• Text passage:
====
Often, behavior is considered infinitely plastic and can easily be adapted to changing environmental conditions. However, the nature of behavioral syndromes implies that there can be constraints on the behavior of an individual. This can (though it is not required to) lead to the non-optimal behavior that has long been puzzling to behavioral ecologists (e.g., attacking a predator when fleeing is a better option).

Given that behavioral syndromes come with perceived costs, it would be expected for evolution to have selected against them. As such, there are four primary reasons for the persistence of behavioral syndromes: (1) pleiotropy, linkage disequilibrium, or other mechanistic restrictions; (2) the benefit of consistency to mitigate against errors; (3) the benefits of specialization; and (4) the benefits of predictability in social interactions.

It is important to emphasize that while these may mitigate the costs associated with limited behavioral plasticity, behavioral syndromes themselves do not necessarily imply they create sub-optimal behavior. See Misconceptions.

==Mechanisms==

The field of behavioral syndromes often focuses on describing behavioral types. However, the phenotypic correlations that form behavioral types do not necessarily signify that they have a genetic basis. While behavioral syndromes are theoretically not required to be the byproduct of genetics, understanding if a specific syndrome is genetically based may be important, as this determines heritability. Without a genetic basis, behavioral syndromes must be the result of environmental conditions. Recent studies have shown that some behavioral syndromes have a genetic basis. Additionally, some of these genetic correlations that shape behavioral syndromes can evolve. For example, researchers were able to separate the genetically determined traits of body size, nest size, and foraging behavior in laboratory mice.

The simplest way for a behavioral syndrome to form is through a genetic polymorphism, meaning two or more alleles at the same locus. In one of the best documented examples of this, a single gene (for) controls the foraging distance and a suit of related traits in Drosophila melanogaster. "Rover" individuals forage farther distances as larvae, have an increased activity rates in adulthood and an increased likelihood of encapsulating parasitic wasp eggs. "Sitter" individuals show a relatively decreased response in all of these same categories.
====
• Provided information:
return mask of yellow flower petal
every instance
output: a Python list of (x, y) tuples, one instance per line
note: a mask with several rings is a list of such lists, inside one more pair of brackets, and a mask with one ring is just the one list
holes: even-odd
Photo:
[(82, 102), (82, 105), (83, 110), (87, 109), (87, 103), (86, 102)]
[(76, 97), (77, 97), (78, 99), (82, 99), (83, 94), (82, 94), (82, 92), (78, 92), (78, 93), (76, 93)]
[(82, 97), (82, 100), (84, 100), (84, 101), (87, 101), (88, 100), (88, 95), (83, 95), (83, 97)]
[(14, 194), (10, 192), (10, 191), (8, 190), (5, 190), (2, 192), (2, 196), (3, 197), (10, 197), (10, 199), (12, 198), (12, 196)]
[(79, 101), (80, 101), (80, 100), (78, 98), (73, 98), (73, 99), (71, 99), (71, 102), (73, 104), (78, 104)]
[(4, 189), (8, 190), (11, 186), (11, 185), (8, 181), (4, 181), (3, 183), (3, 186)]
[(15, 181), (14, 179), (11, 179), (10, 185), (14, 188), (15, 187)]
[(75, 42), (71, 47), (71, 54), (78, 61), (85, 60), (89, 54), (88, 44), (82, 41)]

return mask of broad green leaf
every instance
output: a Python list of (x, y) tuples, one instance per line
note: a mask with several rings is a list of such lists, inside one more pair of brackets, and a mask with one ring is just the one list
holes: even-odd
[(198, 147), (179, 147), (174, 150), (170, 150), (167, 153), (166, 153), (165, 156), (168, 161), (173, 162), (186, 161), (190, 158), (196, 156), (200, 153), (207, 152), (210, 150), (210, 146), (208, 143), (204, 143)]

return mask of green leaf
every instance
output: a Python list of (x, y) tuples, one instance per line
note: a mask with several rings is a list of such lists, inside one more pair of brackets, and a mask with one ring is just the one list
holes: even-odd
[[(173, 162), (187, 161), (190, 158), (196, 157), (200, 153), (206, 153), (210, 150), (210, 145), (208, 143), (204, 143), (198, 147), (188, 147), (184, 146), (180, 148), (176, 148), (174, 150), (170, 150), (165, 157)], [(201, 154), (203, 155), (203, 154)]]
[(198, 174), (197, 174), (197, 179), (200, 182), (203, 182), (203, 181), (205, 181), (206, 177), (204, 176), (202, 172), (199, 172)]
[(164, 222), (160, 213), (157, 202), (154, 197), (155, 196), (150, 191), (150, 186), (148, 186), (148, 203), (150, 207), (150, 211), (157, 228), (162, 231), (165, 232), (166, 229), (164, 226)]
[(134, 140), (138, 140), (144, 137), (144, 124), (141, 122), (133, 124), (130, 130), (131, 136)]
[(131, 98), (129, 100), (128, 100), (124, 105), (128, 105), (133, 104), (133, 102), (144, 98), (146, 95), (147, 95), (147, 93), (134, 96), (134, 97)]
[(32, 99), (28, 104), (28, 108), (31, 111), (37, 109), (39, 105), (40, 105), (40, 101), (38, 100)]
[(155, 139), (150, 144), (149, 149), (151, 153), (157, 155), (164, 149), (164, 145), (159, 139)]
====
• Work required: Continue the passage on behavioral syndromes, starting right after its last sentence.

• Response to the task:
Pleiotropic interactions (where one gene may influence multiple traits) is another likely mechanism. Recently, the proteins transcribed across the whole genome (the transcriptome) of stickleback fish were compared in two different tests: exposed or not exposed to predators. They found that fish exposed to predators showed up- and down-regulation of different genes, compared to those not exposed. Those exposed to predation also developed a behavioral syndrome, while those not exposed to predation did not, suggesting that this change in gene expression may be related to the development of behavioral syndromes.

Non-genetic behavioral syndromes have received almost no focus in recent years, although studies of associated traits that appear to be environmentally determined are not uncommon under other names.

==Misconceptions==
Though behavioral syndromes were simply intended to be defined as a correlated suite of behavioral traits, some misconceptions are frequent in the literature. Misconceptions include the ideas that behavioral syndromes:
- must be the same from birth to death,
- must be genetically based,
- must always include more than one behavior or more than one context,
- must not be based on physical traits like size or dominance rank, such as being an "alpha" individual,
- must show multiple or discrete behavioral types (rather than a continuum), and
- cause individuals to show sub-optimal behavior.

While all of these things may be associated with behavioral syndromes and may be interesting avenues to study when they are noted, the definition of behavioral syndromes was not meant to imply any of these things to be necessary. The stability, persistence or a minimum requirement of traits are not in part of the definition. At its core, a behavioral syndrome is simply a statistical measure of correlated behavioral traits.